> EXTRAIT DU TEXTE:
◆ ◆ ◆ ◆

Christophe Faure est le co-président du Conseil des professionnels de l’hôtellerie.
Christophe Faure est le co-président du Conseil des professionnels de l’hôtellerie.
PAPEETE, le 21 août 2014. Les mesures dérogatoires proposées dans le projet de loi de Pays pour les nouveaux salariés dans la zone du Tahiti Mahana Beach sont très mal vues par les hôteliers qui craignent pour la sauvegarde de leurs emplois, hors de cette zone prioritaire. Les professionnels du tourisme l’ont fait savoir aux membres du CESC : si le projet de loi de pays est adopté en l’état, ils l’attaqueront immédiatement par un recours devant le Conseil d’Etat. En effet, la mise en place de ces conditions de travail dérogatoire dans la zone franche du Tahiti Mahana Beach constituerait une concurrence déloyale avec les opérateurs touristiques situés à l’extérieur de cette zone de 52 hectares. «Les professionnels de l’hôtellerie consultés affirment que leurs charges salariales seront 35% plus élevées que celles des exploitants situés à l’intérieur de la zone Mahana Beach, étant précisé que cette masse salariale représente 50% des charges d’exploitation d’un hôtel. De manière plus générale, toutes autres mesures dérogatoires au droit commun porteraient en elles les germes d’une concurrence déloyale» selon l’avis rendu ce jeudi par le CESC.

◆ ◆ ◆ ◆

Enregistrements conservés

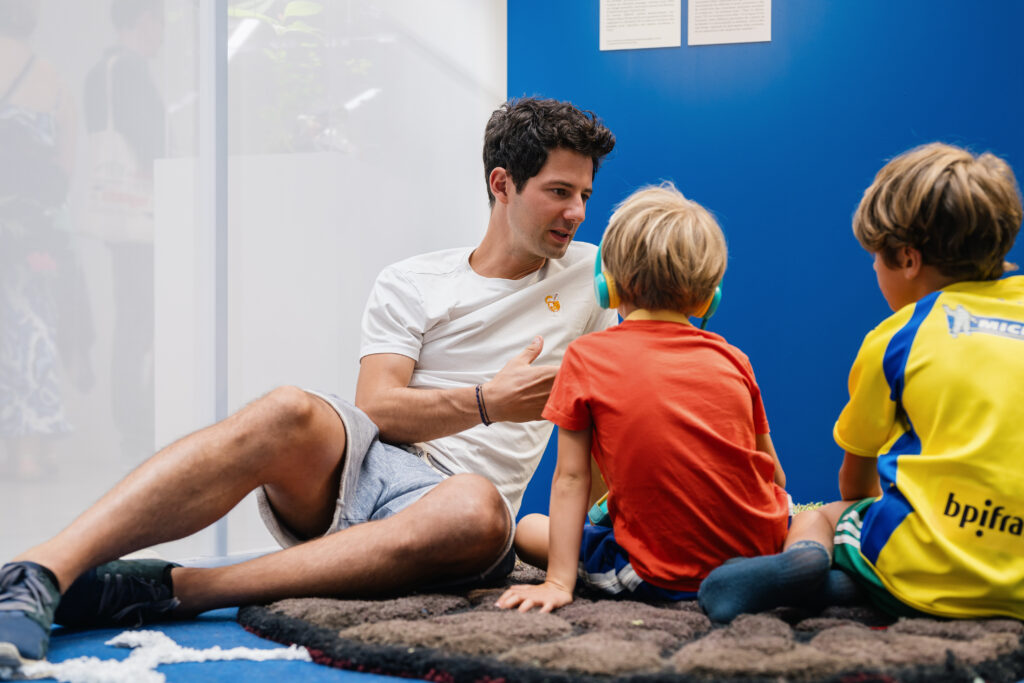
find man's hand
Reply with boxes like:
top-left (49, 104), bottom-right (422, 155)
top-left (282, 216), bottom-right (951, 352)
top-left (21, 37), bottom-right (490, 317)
top-left (482, 336), bottom-right (558, 422)
top-left (495, 581), bottom-right (572, 612)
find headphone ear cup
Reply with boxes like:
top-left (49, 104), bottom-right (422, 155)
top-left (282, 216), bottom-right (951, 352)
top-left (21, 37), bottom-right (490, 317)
top-left (594, 272), bottom-right (611, 308)
top-left (604, 273), bottom-right (618, 308)
top-left (594, 270), bottom-right (618, 308)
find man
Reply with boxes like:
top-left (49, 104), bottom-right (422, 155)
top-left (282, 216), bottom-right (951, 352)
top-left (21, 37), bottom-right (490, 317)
top-left (0, 99), bottom-right (614, 666)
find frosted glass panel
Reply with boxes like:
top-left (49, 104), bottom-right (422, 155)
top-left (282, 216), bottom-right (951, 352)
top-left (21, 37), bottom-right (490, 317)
top-left (163, 0), bottom-right (506, 552)
top-left (0, 0), bottom-right (506, 561)
top-left (0, 0), bottom-right (209, 561)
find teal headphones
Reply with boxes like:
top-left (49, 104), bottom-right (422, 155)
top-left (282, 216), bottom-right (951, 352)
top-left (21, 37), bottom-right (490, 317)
top-left (594, 242), bottom-right (722, 330)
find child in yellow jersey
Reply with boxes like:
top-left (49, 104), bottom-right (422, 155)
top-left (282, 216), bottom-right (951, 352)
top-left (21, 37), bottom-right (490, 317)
top-left (699, 143), bottom-right (1024, 622)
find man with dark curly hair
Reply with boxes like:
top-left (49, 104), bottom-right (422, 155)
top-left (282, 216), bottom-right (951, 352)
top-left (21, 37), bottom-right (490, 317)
top-left (0, 98), bottom-right (614, 666)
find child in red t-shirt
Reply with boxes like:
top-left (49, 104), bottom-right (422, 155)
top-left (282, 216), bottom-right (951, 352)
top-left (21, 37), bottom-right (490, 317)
top-left (498, 184), bottom-right (790, 611)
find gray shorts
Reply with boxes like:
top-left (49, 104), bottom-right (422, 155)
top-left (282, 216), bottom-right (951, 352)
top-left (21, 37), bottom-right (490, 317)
top-left (256, 391), bottom-right (515, 583)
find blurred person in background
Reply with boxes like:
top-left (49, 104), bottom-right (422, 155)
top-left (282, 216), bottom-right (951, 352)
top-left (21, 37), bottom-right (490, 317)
top-left (0, 0), bottom-right (92, 478)
top-left (83, 0), bottom-right (166, 463)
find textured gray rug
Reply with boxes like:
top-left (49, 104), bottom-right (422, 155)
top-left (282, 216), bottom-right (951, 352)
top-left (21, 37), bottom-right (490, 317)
top-left (239, 566), bottom-right (1024, 683)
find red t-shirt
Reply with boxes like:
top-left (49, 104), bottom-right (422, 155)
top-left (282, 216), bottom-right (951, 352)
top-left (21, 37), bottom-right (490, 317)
top-left (544, 321), bottom-right (788, 591)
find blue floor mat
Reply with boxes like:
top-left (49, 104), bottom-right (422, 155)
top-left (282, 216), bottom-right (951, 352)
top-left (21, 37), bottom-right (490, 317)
top-left (41, 608), bottom-right (397, 683)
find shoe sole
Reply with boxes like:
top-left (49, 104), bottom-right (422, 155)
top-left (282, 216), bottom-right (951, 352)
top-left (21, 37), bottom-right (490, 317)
top-left (0, 643), bottom-right (42, 671)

◆ ◆ ◆ ◆

> PARTIES DE L'EXERCICE:
(1) Indiquez si chacune des affirmations suivantes concorde avec le texte sur la zone du Tahiti Mahana Beach, en répondant par oui ou par non et en citant mot pour mot le passage qui tranche : (a) les hôteliers annoncent un recours devant le Conseil d'État si le projet de loi de Pays est adopté en l'état ; (b) la zone du Tahiti Mahana Beach s'étend sur 35 hectares ; (c) la masse salariale représente la moitié des charges d'exploitation d'un hôtel.
(2) Reprenez le texte sur la zone du Tahiti Mahana Beach à la suite de sa dernière phrase et poursuivez-le.
Les entrées proviennent d'une autre source.

> RÉPONSES ATTENDUES:
(1)
(a) Oui : « si le projet de loi de pays est adopté en l’état, ils l’attaqueront immédiatement par un recours devant le Conseil d’Etat ».
(b) Non : « cette zone de 52 hectares ».
(c) Oui : « cette masse salariale représente 50% des charges d’exploitation d’un hôtel ».

(2)
Christophe Faure, co-président du Conseil des professionnels de l’hôtellerie précise la situation : «comment penser que l’Intercontinental qui jouxte la zone du Tahiti Mahana Beach continue à pratiquer des salaires au moins 20% plus cher, sans qu’il y ait de conséquence ? D’un côté vous aurez un établissement avec un salaire minimum à 120 000 Fcfp et à quelques mètres de là un établissement avec un SMIG à 149 000 Fcfp ! Forcément le premier établissement pourra pratiquer des prix plus attractifs, cela ne pourrait pas cohabiter longtemps !» Au final, la crainte est que dans l’espoir de réduire le chômage en Polynésie française, les mesures présentées dans le projet de loi de Pays pourraient s’avérer contre-productives et créer des menaces sur des emplois pérennes. «Si le gouvernement s’entête dans ce projet il y aura une levée de boucliers des professionnels de l’hôtellerie et des syndicats. Ce texte porte beaucoup plus d’inconvénients sur le plan social qu’il n’en résout» poursuit Christophe Faure.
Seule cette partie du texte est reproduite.